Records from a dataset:
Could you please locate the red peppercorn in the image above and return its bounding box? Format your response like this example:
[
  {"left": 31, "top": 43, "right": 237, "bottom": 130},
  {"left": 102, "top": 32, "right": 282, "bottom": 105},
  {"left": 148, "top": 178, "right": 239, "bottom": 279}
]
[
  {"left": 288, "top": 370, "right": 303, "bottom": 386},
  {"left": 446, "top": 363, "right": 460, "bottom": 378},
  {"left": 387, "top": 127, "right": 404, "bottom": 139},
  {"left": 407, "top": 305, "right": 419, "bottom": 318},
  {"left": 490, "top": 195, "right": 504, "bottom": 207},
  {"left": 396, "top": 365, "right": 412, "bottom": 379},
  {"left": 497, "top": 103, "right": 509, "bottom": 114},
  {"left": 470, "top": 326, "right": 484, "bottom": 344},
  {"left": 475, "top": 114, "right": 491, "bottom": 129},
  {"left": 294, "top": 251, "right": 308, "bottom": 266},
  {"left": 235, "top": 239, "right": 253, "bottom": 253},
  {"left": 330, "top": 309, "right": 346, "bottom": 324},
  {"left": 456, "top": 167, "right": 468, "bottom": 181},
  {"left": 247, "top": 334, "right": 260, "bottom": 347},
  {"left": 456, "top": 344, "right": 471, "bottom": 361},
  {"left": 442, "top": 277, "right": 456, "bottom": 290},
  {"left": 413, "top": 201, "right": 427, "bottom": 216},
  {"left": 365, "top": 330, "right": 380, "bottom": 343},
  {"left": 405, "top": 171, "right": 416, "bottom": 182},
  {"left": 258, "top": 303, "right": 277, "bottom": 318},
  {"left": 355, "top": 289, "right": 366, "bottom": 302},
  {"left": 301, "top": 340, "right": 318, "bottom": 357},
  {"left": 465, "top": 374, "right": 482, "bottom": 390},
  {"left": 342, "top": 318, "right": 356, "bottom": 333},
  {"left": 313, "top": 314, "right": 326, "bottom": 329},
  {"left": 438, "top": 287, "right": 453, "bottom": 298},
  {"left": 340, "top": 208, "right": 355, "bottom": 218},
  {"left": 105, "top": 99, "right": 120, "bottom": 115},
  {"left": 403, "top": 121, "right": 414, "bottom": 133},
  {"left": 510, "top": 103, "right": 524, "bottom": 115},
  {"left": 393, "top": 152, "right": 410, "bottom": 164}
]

## WORK ITEM
A word-for-word copy of all the entries is required.

## WRITTEN SOLUTION
Could you please locate the red peppercorn in the image above and return its bounding box? Format your response like this example:
[
  {"left": 31, "top": 43, "right": 237, "bottom": 130},
  {"left": 102, "top": 32, "right": 282, "bottom": 105},
  {"left": 148, "top": 178, "right": 239, "bottom": 279}
]
[
  {"left": 288, "top": 370, "right": 303, "bottom": 386},
  {"left": 446, "top": 363, "right": 460, "bottom": 378},
  {"left": 387, "top": 127, "right": 404, "bottom": 139},
  {"left": 407, "top": 305, "right": 419, "bottom": 318},
  {"left": 490, "top": 195, "right": 504, "bottom": 207},
  {"left": 396, "top": 365, "right": 412, "bottom": 379},
  {"left": 497, "top": 103, "right": 509, "bottom": 114},
  {"left": 470, "top": 326, "right": 484, "bottom": 344},
  {"left": 475, "top": 114, "right": 491, "bottom": 129},
  {"left": 294, "top": 251, "right": 308, "bottom": 266},
  {"left": 235, "top": 239, "right": 253, "bottom": 253},
  {"left": 330, "top": 309, "right": 346, "bottom": 324},
  {"left": 456, "top": 167, "right": 468, "bottom": 181},
  {"left": 247, "top": 334, "right": 260, "bottom": 347},
  {"left": 456, "top": 344, "right": 471, "bottom": 361},
  {"left": 442, "top": 277, "right": 456, "bottom": 290},
  {"left": 413, "top": 201, "right": 427, "bottom": 216},
  {"left": 365, "top": 330, "right": 380, "bottom": 343},
  {"left": 405, "top": 171, "right": 416, "bottom": 182},
  {"left": 258, "top": 303, "right": 277, "bottom": 318},
  {"left": 355, "top": 289, "right": 366, "bottom": 302},
  {"left": 301, "top": 340, "right": 318, "bottom": 357},
  {"left": 465, "top": 374, "right": 482, "bottom": 390},
  {"left": 342, "top": 318, "right": 356, "bottom": 333},
  {"left": 313, "top": 314, "right": 326, "bottom": 329},
  {"left": 438, "top": 287, "right": 453, "bottom": 298},
  {"left": 340, "top": 208, "right": 355, "bottom": 218},
  {"left": 105, "top": 99, "right": 120, "bottom": 115},
  {"left": 403, "top": 121, "right": 414, "bottom": 133},
  {"left": 510, "top": 103, "right": 524, "bottom": 115},
  {"left": 393, "top": 152, "right": 410, "bottom": 164}
]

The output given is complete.